__Work order__
Search the entries below for "vertical", and copy each line where it appears.
::: Records for this exercise
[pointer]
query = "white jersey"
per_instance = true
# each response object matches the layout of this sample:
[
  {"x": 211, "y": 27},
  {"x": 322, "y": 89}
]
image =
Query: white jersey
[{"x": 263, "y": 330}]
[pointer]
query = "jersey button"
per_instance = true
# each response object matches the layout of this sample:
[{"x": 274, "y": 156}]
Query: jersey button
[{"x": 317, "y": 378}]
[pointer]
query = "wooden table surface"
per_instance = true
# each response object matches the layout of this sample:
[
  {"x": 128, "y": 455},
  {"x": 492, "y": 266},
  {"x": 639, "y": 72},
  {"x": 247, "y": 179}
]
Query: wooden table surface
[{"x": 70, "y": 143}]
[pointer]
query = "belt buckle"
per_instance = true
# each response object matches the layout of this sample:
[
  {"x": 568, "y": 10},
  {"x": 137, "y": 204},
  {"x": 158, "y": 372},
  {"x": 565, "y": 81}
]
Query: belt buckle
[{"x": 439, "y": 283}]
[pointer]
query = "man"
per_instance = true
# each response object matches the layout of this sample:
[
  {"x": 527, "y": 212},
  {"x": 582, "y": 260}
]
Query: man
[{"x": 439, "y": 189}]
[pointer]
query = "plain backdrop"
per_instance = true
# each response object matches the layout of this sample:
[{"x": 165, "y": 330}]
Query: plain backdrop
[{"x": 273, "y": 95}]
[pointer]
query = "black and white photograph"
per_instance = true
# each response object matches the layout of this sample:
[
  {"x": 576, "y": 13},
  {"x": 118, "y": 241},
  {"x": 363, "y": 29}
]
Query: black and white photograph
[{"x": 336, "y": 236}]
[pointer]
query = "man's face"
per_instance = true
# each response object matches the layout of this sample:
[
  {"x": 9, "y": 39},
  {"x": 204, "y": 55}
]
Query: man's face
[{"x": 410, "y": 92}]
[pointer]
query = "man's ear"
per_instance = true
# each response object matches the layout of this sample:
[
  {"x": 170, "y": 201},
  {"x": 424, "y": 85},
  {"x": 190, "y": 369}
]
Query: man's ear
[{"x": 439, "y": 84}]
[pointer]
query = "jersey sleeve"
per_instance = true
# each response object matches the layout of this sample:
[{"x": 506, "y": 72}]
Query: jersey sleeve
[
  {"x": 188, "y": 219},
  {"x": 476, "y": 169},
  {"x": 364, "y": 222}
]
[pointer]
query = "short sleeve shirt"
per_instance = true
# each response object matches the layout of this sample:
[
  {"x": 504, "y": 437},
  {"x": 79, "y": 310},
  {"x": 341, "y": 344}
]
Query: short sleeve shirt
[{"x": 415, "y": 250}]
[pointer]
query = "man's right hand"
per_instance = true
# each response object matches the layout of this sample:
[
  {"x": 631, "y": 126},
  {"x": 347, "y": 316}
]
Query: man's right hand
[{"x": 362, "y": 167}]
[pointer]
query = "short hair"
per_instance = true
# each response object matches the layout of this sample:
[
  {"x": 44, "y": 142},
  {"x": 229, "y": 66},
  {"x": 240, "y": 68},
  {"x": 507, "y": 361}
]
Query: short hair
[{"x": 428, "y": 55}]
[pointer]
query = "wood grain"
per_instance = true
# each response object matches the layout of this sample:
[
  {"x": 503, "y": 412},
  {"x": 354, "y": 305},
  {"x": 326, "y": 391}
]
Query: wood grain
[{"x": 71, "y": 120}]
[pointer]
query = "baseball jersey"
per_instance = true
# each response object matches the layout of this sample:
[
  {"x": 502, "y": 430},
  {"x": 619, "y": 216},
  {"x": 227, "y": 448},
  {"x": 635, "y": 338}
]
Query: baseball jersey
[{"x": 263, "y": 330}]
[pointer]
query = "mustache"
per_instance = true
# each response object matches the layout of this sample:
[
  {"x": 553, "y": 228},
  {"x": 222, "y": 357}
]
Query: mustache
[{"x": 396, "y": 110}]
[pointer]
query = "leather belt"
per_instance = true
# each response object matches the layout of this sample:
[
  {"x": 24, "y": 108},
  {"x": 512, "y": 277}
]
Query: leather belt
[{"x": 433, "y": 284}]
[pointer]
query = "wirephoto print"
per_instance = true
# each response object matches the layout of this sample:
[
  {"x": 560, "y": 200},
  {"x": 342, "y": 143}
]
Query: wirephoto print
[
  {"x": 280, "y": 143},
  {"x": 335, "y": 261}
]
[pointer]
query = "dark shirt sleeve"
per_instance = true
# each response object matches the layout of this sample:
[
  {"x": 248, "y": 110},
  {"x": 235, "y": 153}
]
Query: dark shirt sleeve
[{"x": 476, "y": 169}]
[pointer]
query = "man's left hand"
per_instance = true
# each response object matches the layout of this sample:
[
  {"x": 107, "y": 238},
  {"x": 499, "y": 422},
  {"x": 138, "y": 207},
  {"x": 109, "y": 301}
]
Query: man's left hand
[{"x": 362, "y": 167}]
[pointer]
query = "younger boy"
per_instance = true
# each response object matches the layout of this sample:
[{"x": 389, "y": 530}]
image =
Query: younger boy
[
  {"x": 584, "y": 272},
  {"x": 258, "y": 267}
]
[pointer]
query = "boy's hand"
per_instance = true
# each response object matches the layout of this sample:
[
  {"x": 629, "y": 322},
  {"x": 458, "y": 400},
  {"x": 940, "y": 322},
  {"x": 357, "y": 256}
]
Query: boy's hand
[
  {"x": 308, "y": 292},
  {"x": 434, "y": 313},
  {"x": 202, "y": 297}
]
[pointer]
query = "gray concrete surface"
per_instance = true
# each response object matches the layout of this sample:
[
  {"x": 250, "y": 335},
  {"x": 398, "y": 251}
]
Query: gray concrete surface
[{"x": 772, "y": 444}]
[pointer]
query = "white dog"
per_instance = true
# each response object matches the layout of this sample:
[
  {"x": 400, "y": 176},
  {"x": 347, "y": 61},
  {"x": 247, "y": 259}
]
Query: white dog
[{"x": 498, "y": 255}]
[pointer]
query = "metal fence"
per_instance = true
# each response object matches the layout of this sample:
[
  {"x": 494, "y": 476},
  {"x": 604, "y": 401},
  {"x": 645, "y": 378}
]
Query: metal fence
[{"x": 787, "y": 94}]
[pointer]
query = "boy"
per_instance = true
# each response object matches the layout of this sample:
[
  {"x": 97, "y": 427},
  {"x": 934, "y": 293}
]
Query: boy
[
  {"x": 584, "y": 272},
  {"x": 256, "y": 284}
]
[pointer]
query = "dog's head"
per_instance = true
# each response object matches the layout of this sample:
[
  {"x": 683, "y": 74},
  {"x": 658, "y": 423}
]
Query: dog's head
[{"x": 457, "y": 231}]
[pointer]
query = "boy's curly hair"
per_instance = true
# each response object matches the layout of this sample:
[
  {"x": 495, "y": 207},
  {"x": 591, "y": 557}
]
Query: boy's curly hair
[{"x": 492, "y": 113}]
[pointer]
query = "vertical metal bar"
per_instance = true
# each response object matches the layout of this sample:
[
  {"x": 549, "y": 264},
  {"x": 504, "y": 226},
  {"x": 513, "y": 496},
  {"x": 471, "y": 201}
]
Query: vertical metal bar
::::::
__Task answer__
query = "vertical metal bar"
Query: vertical metal bar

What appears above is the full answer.